#### Task to carry out
Repeat every line of the data below without changing a single character.

#### Exercise data
++++++++++

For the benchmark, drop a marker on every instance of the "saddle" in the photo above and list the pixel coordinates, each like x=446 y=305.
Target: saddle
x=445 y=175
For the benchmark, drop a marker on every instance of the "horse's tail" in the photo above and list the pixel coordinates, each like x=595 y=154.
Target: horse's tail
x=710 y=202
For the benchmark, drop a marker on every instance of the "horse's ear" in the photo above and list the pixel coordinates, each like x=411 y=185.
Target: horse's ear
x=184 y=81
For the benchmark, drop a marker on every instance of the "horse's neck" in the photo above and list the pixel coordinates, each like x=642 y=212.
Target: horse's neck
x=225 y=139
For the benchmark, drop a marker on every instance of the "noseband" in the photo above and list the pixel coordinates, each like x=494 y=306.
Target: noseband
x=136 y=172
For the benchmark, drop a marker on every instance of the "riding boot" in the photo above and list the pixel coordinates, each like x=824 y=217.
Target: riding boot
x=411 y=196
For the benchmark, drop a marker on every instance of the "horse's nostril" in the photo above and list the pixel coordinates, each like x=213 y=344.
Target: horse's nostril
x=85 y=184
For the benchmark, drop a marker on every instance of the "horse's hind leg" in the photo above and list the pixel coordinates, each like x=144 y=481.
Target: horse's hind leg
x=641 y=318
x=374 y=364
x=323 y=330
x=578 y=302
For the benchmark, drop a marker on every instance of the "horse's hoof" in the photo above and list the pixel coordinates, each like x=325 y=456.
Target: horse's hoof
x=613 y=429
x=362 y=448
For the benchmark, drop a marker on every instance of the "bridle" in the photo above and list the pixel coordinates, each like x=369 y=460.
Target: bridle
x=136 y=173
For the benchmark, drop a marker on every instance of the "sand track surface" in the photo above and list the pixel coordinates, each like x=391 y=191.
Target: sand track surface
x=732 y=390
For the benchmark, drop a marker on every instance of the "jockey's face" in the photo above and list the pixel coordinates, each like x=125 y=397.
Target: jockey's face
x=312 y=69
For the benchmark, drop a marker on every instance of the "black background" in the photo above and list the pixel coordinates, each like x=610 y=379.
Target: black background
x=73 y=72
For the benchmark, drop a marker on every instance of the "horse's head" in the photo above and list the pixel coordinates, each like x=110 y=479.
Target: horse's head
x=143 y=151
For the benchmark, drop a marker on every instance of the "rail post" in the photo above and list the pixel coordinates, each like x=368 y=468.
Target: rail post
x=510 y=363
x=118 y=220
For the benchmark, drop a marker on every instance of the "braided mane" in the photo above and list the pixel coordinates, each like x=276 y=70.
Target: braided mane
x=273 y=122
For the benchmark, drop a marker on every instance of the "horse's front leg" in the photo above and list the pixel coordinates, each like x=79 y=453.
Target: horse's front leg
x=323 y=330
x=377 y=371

++++++++++

#### Exercise response
For the benchmark, drop a marker on every instance of the "saddle" in the photo above and list the pixel coordinates, each like x=446 y=305.
Target: saddle
x=445 y=175
For the benchmark, drop a marker on every instance of the "horse's tail" in the photo above and list the pixel coordinates, each like x=595 y=154.
Target: horse's tail
x=710 y=202
For the benchmark, drop a marker on every instance of the "horse's ear" in the photo above and list the pixel coordinates, each like x=411 y=185.
Target: horse's ear
x=184 y=81
For the benchmark, drop a marker on every instance of the "horse's neck" in the photo above and list the pixel coordinates, each like x=642 y=212.
Target: horse's neck
x=225 y=139
For the benchmark, drop a marker on every instance of the "noseband" in the photo above and list the pixel coordinates, each like x=494 y=306.
Target: noseband
x=136 y=172
For the benchmark, drop a marker on every instance of the "riding boot" in the photo above and list the pixel coordinates, each like x=824 y=217.
Target: riding boot
x=411 y=196
For the benchmark, drop a marker on every instance of the "horse's nostril" in the photo above and list the pixel coordinates, each like x=213 y=344.
Target: horse's nostril
x=85 y=184
For the benchmark, drop a marker on every instance of the "horse's hind leg" in the photo above and list the pixel coordinates, each like x=144 y=481.
Target: horse's hind leg
x=641 y=318
x=374 y=364
x=323 y=330
x=578 y=302
For the benchmark, drop a marker on every instance of the "horse's hoof" in the photo above and list the pixel coordinates, each like x=325 y=456.
Target: horse's hoof
x=613 y=429
x=362 y=448
For the benchmark, drop a marker on every instance of the "bridle" in the photo above and list the pixel coordinates, each like x=369 y=460.
Target: bridle
x=136 y=173
For the benchmark, drop a marker on every instance of the "sand track surface" in the photo above and list the pixel coordinates, each like x=391 y=191.
Target: sand track surface
x=732 y=390
For the benchmark, drop a marker on every instance of the "jockey's face" in the photo above and list the pixel coordinates, each like x=125 y=397.
Target: jockey's face
x=312 y=69
For the benchmark, drop a marker on every instance of the "black background" in the photo above and list the pixel coordinates, each like x=610 y=379.
Target: black background
x=73 y=72
For the benchmark, drop a marker on every instance of the "horse's head" in the photo above and list the pixel coordinates, each like x=110 y=479.
Target: horse's head
x=143 y=151
For the benchmark, drop a marker on every instance of the "rail post" in the photo above and list the pixel coordinates, each like x=368 y=468.
Target: rail post
x=510 y=363
x=118 y=220
For the benchmark, drop a marker on every instance of the "braided mane" in the photo above and list the pixel coordinates, each like x=276 y=70.
Target: braided mane
x=273 y=122
For the benchmark, drop a marker on every instance of the "horse's front leg" in the photo above and list the pixel coordinates, each like x=79 y=453.
Target: horse's front leg
x=323 y=330
x=377 y=371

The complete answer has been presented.